> Study text
# # #

In January 2019, the concept of “Yangtze River Delta Integration Demonstration Zone” appeared in the work reports of the Shanghai and Zhejiang governments. On March 6, Li Qiang, member of the Politburo of the CCP and Secretary of the CCP Shanghai Municipal Committee, stated at the plenary meeting of the Shanghai delegation of the National People's Congress that a Yangtze River Delta Integration Demonstration Zone would be established at the junction of Shanghai, Jiangsu and Zhejiang. Before the establishment, relevant discussions had already begun, and Qingpu District of Shanghai, Jiashan County of Zhejiang Province and Wujiang District of Suzhou City of Jiangsu Province, located at the junction of Shanghai, Jiangsu and Zhejiang, became the sites of the integrated demonstration zone. Integration projects in the fields of transportation, infrastructure, and technology in the three places have also been gradually implemented. At present, the demonstration zone has begun to implement pilot projects to explore innovations. For example, the license application for market operators in the three places has been realized in the region. The first enterprise license named after the demonstration zone has been issued in Qingpu District. At the same time, the demonstration zone will also focus on promoting ecological and green integration.

On October 30, 2019, the State Council agreed in principle to the “Overall Plan for the Yangtze River Delta Ecological Green Integrated Development Demonstration Zone”. The plan mentioned that the Yangtze River Delta Integrated Development Demonstration Zone includes Shanghai Qingpu, Jiangsu Wujiang and Zhejiang Jiashan. The next day, the Yangtze River Delta Ecological Green Integrated Development Demonstration Zone was established. The plan proposed to improve the layout of rail transit and strengthen the medium and low-capacity local lines between urban clusters. In June 2020, the Shanghai Transportation Commission went to Suzhou and Jiaxing to coordinate the rail network planning of the demonstration zone to promote the integration of rail transit in the integrated demonstration zone. In the same year, Line 1 of the demonstration zone was included in the “Several Measures of the Jiaxing Municipal Development and Reform Commission to Support Jiashan in Building the Yangtze River Delta Ecological Green Integrated Development Demonstration Zone” and the “List of Key Projects for the “Hub Jiaxing” Campaign and the Construction of a Strong Transportation City”. The line starts at the Oriental Green Boat Station in Qingpu, Shanghai, and ends at the Jiashan Station of the Shanghai-Jiaxing Intercity Railway. The total length is about 36 kilometers (24 kilometers in Jiashan). In the same year, the draft land space planning for the Yangtze River Delta Ecological Green Integrated Development Demonstration Zone proposed to build a multi-level public transportation system consisting of high-speed railways, intercity rail, urban rail and medium and low-capacity buses. At the end of 2020, the mutual recognition of professional titles began to be implemented in the Yangtze River Delta Ecological Green Integrated Development Demonstration Zone.

# # #

> Collected data

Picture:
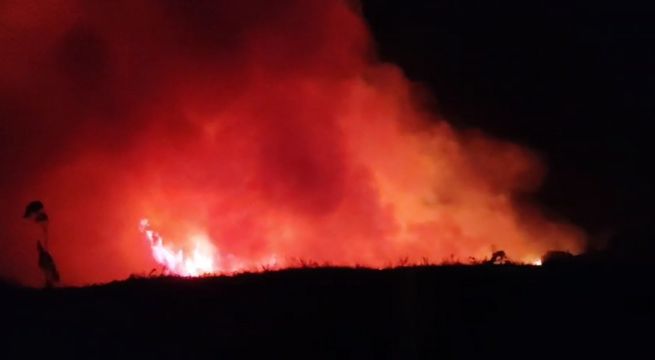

# # #

According to the text on the Yangtze River Delta demonstration zone, what is the approximate total length of Line 1 of the demonstration zone?

> Answer for this exercise
About 36 kilometers.